- [Problem]: Can you write out every line from the start of the records below through the line containing "Give the mask of every instance of the car tire", leaving out any pictures?

- [Segmentation mask data]:
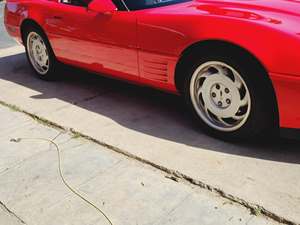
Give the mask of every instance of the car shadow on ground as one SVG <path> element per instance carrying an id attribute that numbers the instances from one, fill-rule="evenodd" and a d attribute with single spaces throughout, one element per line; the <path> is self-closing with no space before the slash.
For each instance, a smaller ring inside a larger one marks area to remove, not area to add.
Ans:
<path id="1" fill-rule="evenodd" d="M 30 88 L 35 99 L 56 98 L 108 117 L 123 127 L 187 146 L 278 162 L 300 164 L 300 142 L 278 139 L 225 143 L 211 138 L 191 120 L 179 96 L 138 87 L 67 67 L 56 82 L 37 79 L 25 54 L 0 58 L 0 79 Z M 78 100 L 80 93 L 89 97 Z M 103 104 L 103 102 L 108 103 Z M 88 104 L 92 103 L 92 104 Z M 125 114 L 125 116 L 124 116 Z"/>

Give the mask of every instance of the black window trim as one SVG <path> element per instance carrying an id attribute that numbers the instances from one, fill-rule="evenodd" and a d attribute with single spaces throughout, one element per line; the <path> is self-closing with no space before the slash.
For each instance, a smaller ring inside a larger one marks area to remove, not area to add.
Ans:
<path id="1" fill-rule="evenodd" d="M 117 0 L 118 1 L 118 0 Z M 127 9 L 127 11 L 138 11 L 138 10 L 145 10 L 145 9 L 152 9 L 152 8 L 159 8 L 159 7 L 163 7 L 163 6 L 168 6 L 168 3 L 166 2 L 165 4 L 159 4 L 157 6 L 153 6 L 153 7 L 149 7 L 149 8 L 142 8 L 142 9 L 129 9 L 129 7 L 126 5 L 124 0 L 119 0 L 122 2 L 122 4 L 125 6 L 125 8 Z M 184 2 L 189 2 L 192 0 L 182 0 L 182 2 L 178 2 L 178 3 L 184 3 Z"/>

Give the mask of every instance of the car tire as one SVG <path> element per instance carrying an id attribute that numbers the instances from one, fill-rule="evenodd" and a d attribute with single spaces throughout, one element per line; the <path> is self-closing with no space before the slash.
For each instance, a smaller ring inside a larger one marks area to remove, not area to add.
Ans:
<path id="1" fill-rule="evenodd" d="M 190 58 L 183 95 L 192 115 L 205 132 L 226 141 L 273 136 L 276 101 L 266 72 L 247 57 L 223 52 Z"/>
<path id="2" fill-rule="evenodd" d="M 58 62 L 44 32 L 37 26 L 27 27 L 23 41 L 27 59 L 35 74 L 42 80 L 55 80 Z"/>

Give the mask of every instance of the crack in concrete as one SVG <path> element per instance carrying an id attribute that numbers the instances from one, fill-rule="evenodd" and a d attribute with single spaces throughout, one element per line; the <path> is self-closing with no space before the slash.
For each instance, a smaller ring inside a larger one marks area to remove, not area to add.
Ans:
<path id="1" fill-rule="evenodd" d="M 16 213 L 11 211 L 3 202 L 0 201 L 0 207 L 2 207 L 8 214 L 15 217 L 20 223 L 27 224 L 23 219 L 21 219 L 20 216 L 18 216 Z"/>
<path id="2" fill-rule="evenodd" d="M 10 170 L 12 169 L 15 169 L 15 168 L 18 168 L 19 166 L 22 166 L 24 164 L 24 162 L 27 162 L 27 161 L 30 161 L 36 157 L 39 157 L 40 155 L 44 154 L 44 153 L 47 153 L 47 152 L 50 152 L 49 149 L 46 149 L 46 150 L 42 150 L 40 152 L 37 152 L 37 153 L 34 153 L 33 155 L 30 155 L 28 157 L 25 157 L 24 159 L 16 162 L 16 163 L 13 163 L 12 165 L 6 167 L 5 169 L 1 170 L 0 171 L 0 177 L 5 175 L 6 173 L 8 173 Z"/>
<path id="3" fill-rule="evenodd" d="M 90 96 L 90 97 L 86 97 L 86 98 L 82 99 L 81 101 L 76 102 L 75 105 L 79 104 L 80 102 L 88 102 L 88 101 L 93 100 L 95 98 L 98 98 L 102 95 L 105 95 L 106 93 L 109 93 L 109 92 L 105 92 L 105 93 L 93 95 L 93 96 Z"/>
<path id="4" fill-rule="evenodd" d="M 220 188 L 217 188 L 217 187 L 213 187 L 209 184 L 206 184 L 202 181 L 199 181 L 199 180 L 196 180 L 192 177 L 189 177 L 179 171 L 175 171 L 175 170 L 171 170 L 171 169 L 168 169 L 164 166 L 161 166 L 161 165 L 157 165 L 149 160 L 146 160 L 146 159 L 143 159 L 139 156 L 136 156 L 130 152 L 127 152 L 123 149 L 120 149 L 118 147 L 115 147 L 115 146 L 112 146 L 110 144 L 107 144 L 105 142 L 102 142 L 102 141 L 99 141 L 93 137 L 90 137 L 88 135 L 85 135 L 85 134 L 82 134 L 81 132 L 78 132 L 76 130 L 74 130 L 73 128 L 66 128 L 66 127 L 63 127 L 59 124 L 56 124 L 52 121 L 49 121 L 45 118 L 41 118 L 37 115 L 34 115 L 32 113 L 29 113 L 29 112 L 26 112 L 20 108 L 18 108 L 17 106 L 15 105 L 11 105 L 11 104 L 8 104 L 8 103 L 5 103 L 3 101 L 0 100 L 0 104 L 3 105 L 3 106 L 6 106 L 6 107 L 9 107 L 9 108 L 12 108 L 13 110 L 15 111 L 19 111 L 19 112 L 22 112 L 28 116 L 30 116 L 31 118 L 33 118 L 34 120 L 36 120 L 37 122 L 40 122 L 41 124 L 44 124 L 44 125 L 48 125 L 48 126 L 51 126 L 55 129 L 60 129 L 60 130 L 63 130 L 63 131 L 69 131 L 71 134 L 73 135 L 80 135 L 80 137 L 82 138 L 85 138 L 86 140 L 90 140 L 96 144 L 99 144 L 109 150 L 112 150 L 114 152 L 117 152 L 117 153 L 120 153 L 128 158 L 131 158 L 131 159 L 134 159 L 136 161 L 139 161 L 143 164 L 146 164 L 146 165 L 149 165 L 149 166 L 152 166 L 160 171 L 163 171 L 171 176 L 174 176 L 177 178 L 178 181 L 180 181 L 181 183 L 186 183 L 186 184 L 189 184 L 189 185 L 193 185 L 193 186 L 196 186 L 198 188 L 202 188 L 202 189 L 206 189 L 212 193 L 215 193 L 215 194 L 218 194 L 220 197 L 223 197 L 225 199 L 228 199 L 230 200 L 231 202 L 235 202 L 237 203 L 238 205 L 241 205 L 245 208 L 247 208 L 253 215 L 257 215 L 257 212 L 259 212 L 259 214 L 261 215 L 264 215 L 276 222 L 279 222 L 279 223 L 283 223 L 283 224 L 287 224 L 287 225 L 300 225 L 296 222 L 293 222 L 293 221 L 290 221 L 282 216 L 279 216 L 271 211 L 269 211 L 268 209 L 265 209 L 264 207 L 258 205 L 258 204 L 254 204 L 254 203 L 250 203 L 250 202 L 247 202 L 239 197 L 236 197 L 236 196 L 233 196 L 231 194 L 228 194 L 228 193 L 225 193 L 222 189 Z"/>
<path id="5" fill-rule="evenodd" d="M 95 95 L 92 95 L 92 96 L 83 98 L 82 100 L 73 102 L 72 104 L 73 104 L 73 105 L 79 105 L 80 103 L 91 101 L 91 100 L 93 100 L 93 99 L 95 99 L 95 98 L 104 96 L 104 95 L 109 94 L 109 93 L 112 93 L 112 91 L 104 91 L 104 92 L 102 92 L 102 93 L 98 93 L 98 94 L 95 94 Z"/>

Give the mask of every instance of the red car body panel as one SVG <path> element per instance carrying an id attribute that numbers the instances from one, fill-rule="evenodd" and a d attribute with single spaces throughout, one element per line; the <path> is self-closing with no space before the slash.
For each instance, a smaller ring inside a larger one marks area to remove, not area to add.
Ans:
<path id="1" fill-rule="evenodd" d="M 115 7 L 111 0 L 91 4 Z M 19 40 L 26 19 L 43 28 L 60 61 L 173 93 L 186 49 L 209 40 L 240 46 L 269 73 L 280 126 L 300 128 L 299 1 L 194 0 L 97 13 L 57 0 L 8 0 L 5 24 Z"/>

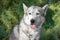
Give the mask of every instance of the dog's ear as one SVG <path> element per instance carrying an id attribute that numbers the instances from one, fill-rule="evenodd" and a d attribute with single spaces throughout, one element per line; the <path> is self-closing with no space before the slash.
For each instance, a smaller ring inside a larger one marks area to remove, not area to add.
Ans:
<path id="1" fill-rule="evenodd" d="M 46 4 L 46 5 L 43 7 L 43 10 L 44 10 L 45 15 L 46 15 L 47 9 L 48 9 L 48 5 Z"/>
<path id="2" fill-rule="evenodd" d="M 28 7 L 23 3 L 23 9 L 24 9 L 24 13 L 26 13 Z"/>

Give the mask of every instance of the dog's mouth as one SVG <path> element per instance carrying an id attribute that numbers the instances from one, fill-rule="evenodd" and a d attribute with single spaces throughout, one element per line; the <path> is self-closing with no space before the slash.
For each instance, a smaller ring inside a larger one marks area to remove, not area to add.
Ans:
<path id="1" fill-rule="evenodd" d="M 31 24 L 30 24 L 30 28 L 35 29 L 35 28 L 36 28 L 36 25 L 33 24 L 33 23 L 31 23 Z"/>
<path id="2" fill-rule="evenodd" d="M 30 24 L 30 28 L 35 29 L 35 28 L 36 28 L 35 20 L 34 20 L 34 19 L 31 19 L 30 22 L 31 22 L 31 24 Z"/>

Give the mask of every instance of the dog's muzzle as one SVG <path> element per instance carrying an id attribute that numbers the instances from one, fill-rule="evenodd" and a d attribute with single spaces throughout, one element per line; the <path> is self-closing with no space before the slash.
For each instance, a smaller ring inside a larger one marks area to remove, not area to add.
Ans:
<path id="1" fill-rule="evenodd" d="M 32 29 L 35 29 L 35 28 L 36 28 L 35 20 L 34 20 L 34 19 L 31 19 L 30 22 L 31 22 L 30 27 L 31 27 Z"/>
<path id="2" fill-rule="evenodd" d="M 34 19 L 31 19 L 30 22 L 31 22 L 31 24 L 34 24 L 35 23 L 35 20 Z"/>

- [Exercise output]:
Give the mask of every instance of the car shadow on ground as one SVG <path> element per instance carrying an id attribute that numbers the instances from one, fill-rule="evenodd" and a d attribute with single spaces throughout, one element per line; the <path> is self-closing with no space before the slash.
For each instance, a smaller ring inside a larger one marks area to remove, not area to add.
Ans:
<path id="1" fill-rule="evenodd" d="M 30 88 L 35 99 L 56 98 L 108 117 L 123 127 L 187 146 L 278 162 L 300 164 L 300 142 L 278 139 L 225 143 L 211 138 L 191 120 L 179 96 L 138 87 L 67 67 L 56 82 L 37 79 L 25 54 L 0 58 L 0 79 Z M 78 100 L 80 93 L 89 97 Z M 103 104 L 103 102 L 108 103 Z M 88 104 L 92 103 L 92 104 Z M 125 114 L 125 116 L 124 116 Z"/>

Give the mask of every instance of the black window trim as one SVG <path> element per instance carrying an id attribute that numbers the instances from one, fill-rule="evenodd" and a d attribute with single spaces throughout, one element per line; the <path> is self-closing with no space before the slash.
For each instance, a smaller ring inside a larger one marks area to remove, not area to add.
Ans:
<path id="1" fill-rule="evenodd" d="M 117 0 L 118 1 L 118 0 Z M 127 9 L 127 11 L 138 11 L 138 10 L 145 10 L 145 9 L 152 9 L 152 8 L 159 8 L 159 7 L 163 7 L 163 6 L 168 6 L 168 3 L 166 2 L 165 4 L 159 4 L 157 6 L 153 6 L 153 7 L 149 7 L 149 8 L 142 8 L 142 9 L 129 9 L 129 7 L 126 5 L 124 0 L 119 0 L 122 2 L 122 4 L 125 6 L 125 8 Z M 184 2 L 189 2 L 192 0 L 182 0 L 182 2 L 178 2 L 178 3 L 184 3 Z"/>

Give the mask of every instance of the car tire as one SVG <path> element per instance carrying an id attribute that numbers the instances from one, fill-rule="evenodd" and a d attribute with single spaces throughout, one element per line; the <path> is self-closing with no space before the slash.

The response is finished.